Your objective
Put every line of the items below into a numbered list, leaving out any blank lines.

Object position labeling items
▼

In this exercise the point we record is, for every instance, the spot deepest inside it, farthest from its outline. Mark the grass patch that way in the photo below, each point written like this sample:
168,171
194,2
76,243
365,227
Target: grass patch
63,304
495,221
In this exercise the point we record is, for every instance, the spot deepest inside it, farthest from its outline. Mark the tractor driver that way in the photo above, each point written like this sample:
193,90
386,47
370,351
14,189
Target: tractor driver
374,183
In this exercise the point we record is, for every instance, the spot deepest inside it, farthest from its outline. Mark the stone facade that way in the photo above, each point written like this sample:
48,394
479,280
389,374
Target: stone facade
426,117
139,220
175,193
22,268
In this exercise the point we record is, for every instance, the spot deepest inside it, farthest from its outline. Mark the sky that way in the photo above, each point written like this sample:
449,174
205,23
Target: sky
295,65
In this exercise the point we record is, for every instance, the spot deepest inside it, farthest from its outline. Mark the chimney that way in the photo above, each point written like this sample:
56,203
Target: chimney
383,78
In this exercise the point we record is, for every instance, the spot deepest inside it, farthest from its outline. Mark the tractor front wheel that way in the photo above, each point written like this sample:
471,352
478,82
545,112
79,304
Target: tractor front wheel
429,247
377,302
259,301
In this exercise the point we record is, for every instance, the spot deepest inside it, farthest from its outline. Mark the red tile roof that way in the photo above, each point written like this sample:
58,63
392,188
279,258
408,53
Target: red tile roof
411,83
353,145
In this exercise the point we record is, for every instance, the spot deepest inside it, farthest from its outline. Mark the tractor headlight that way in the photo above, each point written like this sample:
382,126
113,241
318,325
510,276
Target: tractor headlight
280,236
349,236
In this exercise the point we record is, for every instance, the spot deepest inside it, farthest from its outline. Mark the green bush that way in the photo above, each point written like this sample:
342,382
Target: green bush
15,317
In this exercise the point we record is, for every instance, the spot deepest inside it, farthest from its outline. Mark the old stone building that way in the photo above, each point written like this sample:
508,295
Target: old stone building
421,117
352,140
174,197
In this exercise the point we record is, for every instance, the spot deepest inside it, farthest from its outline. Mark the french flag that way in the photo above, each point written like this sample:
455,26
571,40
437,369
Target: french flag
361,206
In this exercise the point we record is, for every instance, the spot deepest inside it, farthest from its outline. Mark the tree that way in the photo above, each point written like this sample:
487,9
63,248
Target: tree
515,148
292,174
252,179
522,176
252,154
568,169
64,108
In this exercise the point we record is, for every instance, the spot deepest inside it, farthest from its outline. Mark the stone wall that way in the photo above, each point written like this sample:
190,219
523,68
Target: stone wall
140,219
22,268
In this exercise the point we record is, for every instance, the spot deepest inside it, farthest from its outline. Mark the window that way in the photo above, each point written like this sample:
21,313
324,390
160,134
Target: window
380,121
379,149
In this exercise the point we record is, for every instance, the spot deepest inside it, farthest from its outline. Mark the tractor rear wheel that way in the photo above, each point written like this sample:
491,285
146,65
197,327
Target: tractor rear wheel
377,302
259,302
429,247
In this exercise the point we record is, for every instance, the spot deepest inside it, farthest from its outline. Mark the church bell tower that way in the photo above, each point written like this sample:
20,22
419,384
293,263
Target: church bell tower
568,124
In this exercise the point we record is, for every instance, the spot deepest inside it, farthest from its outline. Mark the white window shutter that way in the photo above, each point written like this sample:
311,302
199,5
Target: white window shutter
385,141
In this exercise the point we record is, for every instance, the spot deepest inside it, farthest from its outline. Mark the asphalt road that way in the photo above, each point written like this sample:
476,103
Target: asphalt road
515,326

▲

Task solution
1. In this exercise the point we record is, for every instance, the spot deepest inside it, farthest from its outline. Mark the grass patch that way in the photo below, each point written like this sample:
2. 168,171
3. 194,2
4. 76,243
5. 365,227
6. Target: grass patch
7. 63,304
8. 495,221
9. In this exercise the point we record is, for every instance, the spot deepest inside it, farthest from its outline. Mark the tractor driver that way in the photo above, each point written like this sample:
10. 193,90
11. 386,47
12. 370,351
13. 14,189
14. Target: tractor driver
15. 374,183
16. In this exercise the point we record is, for every instance, the spot deepest inside it, farthest from its outline. Mark the stone facade that way in the photo above, each point written like this sample:
17. 48,394
18. 479,280
19. 389,374
20. Target: stone facade
21. 426,117
22. 139,220
23. 175,193
24. 22,268
25. In this exercise the point we record is, for every instance, the spot deepest inside it, farthest from its outline. Mark the sky that way in the photo above, each point written like this sample:
26. 449,174
27. 205,23
28. Target: sky
29. 295,65
30. In this exercise the point we record is, for every instance, the spot deepest inside it, farthest from its outline. Mark the chimney that way in the photo above, each point written like this sample:
31. 56,203
32. Target: chimney
33. 383,78
34. In this exercise the point we record is, for every instance, the spot deepest inside it, farthest from its outline. Mark the tractor front wheel that way in the photo above, each point written like this sample:
35. 471,352
36. 478,82
37. 545,112
38. 79,304
39. Target: tractor front wheel
40. 429,247
41. 377,302
42. 259,301
43. In this exercise the point we record is, for every instance, the spot deepest inside it, farthest from its outline. Mark the red tile roof that way in the photo above, each point written like this sample:
44. 58,63
45. 392,188
46. 279,258
47. 408,53
48. Target: red tile roof
49. 411,83
50. 353,145
51. In this exercise the point we record is, for every instance, the spot deepest inside it, farthest from its outline. Mark the tractor headlight that way in the photo above, each point written like this sample:
52. 382,126
53. 113,241
54. 318,325
55. 510,276
56. Target: tractor headlight
57. 280,236
58. 349,236
59. In this exercise the point we record is, for every instance, the spot deepest inside it, farthest from its outline. Mark the green bush that way in the photo above, each point written like this sample:
60. 342,382
61. Target: green bush
62. 15,317
63. In this exercise the point we record is, for every instance, the spot deepest inside it, farthest from its outline. Mark the old stone building that way in the photo above, each point written like this sample:
64. 508,295
65. Target: old stone building
66. 421,117
67. 352,140
68. 174,197
69. In this exercise the point we record is, for every instance, the spot deepest inside it, farthest from its outline. Mark the french flag that way in the photo above, each point written like this sample:
70. 455,26
71. 571,40
72. 437,369
73. Target: french flag
74. 361,206
75. In this exercise the point we record is, for every instance, the spot deepest inside it, farthest from its outline. Mark the tree that way in the photo above, each point written like this sample:
76. 487,9
77. 63,248
78. Target: tree
79. 515,148
80. 292,174
81. 252,179
82. 522,176
83. 252,154
84. 568,169
85. 64,108
86. In this exercise the point we record is, for every instance, the spot deepest inside it, farthest from its outline. Mark the stone wall that way in the photo above, each point written like this sample:
87. 190,219
88. 523,68
89. Target: stone wall
90. 140,219
91. 22,268
92. In this exercise the point we record is, for every instance, the spot deepest inside it, farthest from its outline. Mark the window that way in the photo above, each point written like this sample:
93. 21,313
94. 324,390
95. 160,134
96. Target: window
97. 380,121
98. 379,149
99. In this exercise the point we record is, for every instance, the spot deepest inside it, farthest from its outline. Mark the tractor rear wheel that way in the photo above, each point written like this sample:
100. 491,285
101. 146,65
102. 197,327
103. Target: tractor rear wheel
104. 377,302
105. 259,302
106. 429,247
107. In this exercise the point we record is, for every instance, the spot deepest inside it, farthest from its outline. Mark the church bell tower that way in the photo above, each point written like this sample:
108. 20,22
109. 419,384
110. 293,263
111. Target: church bell tower
112. 568,124
113. In this exercise the point we record is, for every instance, the spot deepest inside it, farthest from its outline. Mark the white window shutter that way in the photo above, each point written like this sample:
114. 311,302
115. 199,5
116. Target: white window shutter
117. 385,141
118. In this exercise the point we record is, for every instance, the spot deepest inside it, farthest from its outline. Mark the asphalt road that way in the photo above, each point written like this sample:
119. 476,103
120. Target: asphalt road
121. 515,326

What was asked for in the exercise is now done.